• [GIVEN INSTRUCTION]: Turn the rows below into a numbered list, dropping any blank lines.

[START OF RAW DATA]

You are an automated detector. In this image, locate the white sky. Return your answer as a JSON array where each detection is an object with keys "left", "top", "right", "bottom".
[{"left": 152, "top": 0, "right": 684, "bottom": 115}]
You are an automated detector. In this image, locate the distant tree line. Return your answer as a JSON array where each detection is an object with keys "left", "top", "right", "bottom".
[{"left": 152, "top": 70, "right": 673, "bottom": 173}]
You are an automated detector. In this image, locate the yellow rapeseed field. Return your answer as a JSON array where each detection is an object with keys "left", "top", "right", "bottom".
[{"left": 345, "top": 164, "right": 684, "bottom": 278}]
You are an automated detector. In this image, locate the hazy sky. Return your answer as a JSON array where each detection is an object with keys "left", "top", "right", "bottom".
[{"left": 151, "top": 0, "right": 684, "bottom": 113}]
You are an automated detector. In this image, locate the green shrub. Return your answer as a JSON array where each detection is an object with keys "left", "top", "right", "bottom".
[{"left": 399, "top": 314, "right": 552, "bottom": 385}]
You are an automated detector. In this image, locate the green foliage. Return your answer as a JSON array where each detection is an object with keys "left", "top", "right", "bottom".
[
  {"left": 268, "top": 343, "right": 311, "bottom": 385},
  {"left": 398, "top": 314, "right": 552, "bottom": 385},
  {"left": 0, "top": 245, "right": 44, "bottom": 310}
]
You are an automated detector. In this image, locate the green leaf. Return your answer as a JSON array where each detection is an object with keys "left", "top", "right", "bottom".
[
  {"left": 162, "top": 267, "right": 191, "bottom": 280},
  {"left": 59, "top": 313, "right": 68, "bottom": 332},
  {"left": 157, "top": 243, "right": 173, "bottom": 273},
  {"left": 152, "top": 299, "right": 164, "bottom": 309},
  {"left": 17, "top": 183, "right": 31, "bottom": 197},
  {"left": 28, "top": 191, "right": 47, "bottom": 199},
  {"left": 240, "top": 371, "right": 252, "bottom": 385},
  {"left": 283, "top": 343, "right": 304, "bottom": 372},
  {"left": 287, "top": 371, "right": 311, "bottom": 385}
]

[END OF RAW DATA]

• [SOLUTION]:
1. You are an automated detector. In this image, locate the white sky. Return your answer as a JSON array where each detection is an object with keys "left", "top", "right", "bottom".
2. [{"left": 152, "top": 0, "right": 684, "bottom": 115}]
3. You are an automated detector. In this image, locate the distant tree line. Return your answer as a JSON array where each detection is an object with keys "left", "top", "right", "bottom".
4. [{"left": 152, "top": 70, "right": 673, "bottom": 173}]
5. You are an automated detector. In this image, locate the yellow rapeseed field. Return your answer as a JSON array where each detection is an object with keys "left", "top", "right", "bottom".
6. [{"left": 345, "top": 164, "right": 684, "bottom": 278}]
7. You are an automated detector. In this image, locate the hazy sky. Return your answer as a JSON array where each detection is an object with keys "left", "top", "right", "bottom".
8. [{"left": 151, "top": 0, "right": 684, "bottom": 113}]
9. You are an automated detector. In this image, locate the green shrub. Return your answer as a JSON array where each detection is an object with keys "left", "top", "right", "bottom".
10. [{"left": 399, "top": 314, "right": 552, "bottom": 385}]
11. You are an automated detector. In this image, locate the green foliage. Return your answer as a JSON array where each detection is an object with keys "left", "top", "right", "bottom".
12. [
13.   {"left": 268, "top": 343, "right": 311, "bottom": 385},
14.   {"left": 398, "top": 314, "right": 552, "bottom": 385},
15.   {"left": 0, "top": 245, "right": 44, "bottom": 310}
16. ]
17. You are an automated detector. In this image, locate the green leaf. Return your answer as a JSON array where each detection is an object with keys "left", "top", "right", "bottom".
18. [
19.   {"left": 162, "top": 267, "right": 191, "bottom": 280},
20.   {"left": 59, "top": 313, "right": 68, "bottom": 332},
21.   {"left": 157, "top": 243, "right": 173, "bottom": 273},
22.   {"left": 152, "top": 299, "right": 164, "bottom": 309},
23.   {"left": 17, "top": 183, "right": 31, "bottom": 197},
24.   {"left": 28, "top": 191, "right": 47, "bottom": 199},
25.   {"left": 240, "top": 371, "right": 252, "bottom": 385},
26.   {"left": 283, "top": 343, "right": 304, "bottom": 372},
27.   {"left": 287, "top": 371, "right": 311, "bottom": 385}
28. ]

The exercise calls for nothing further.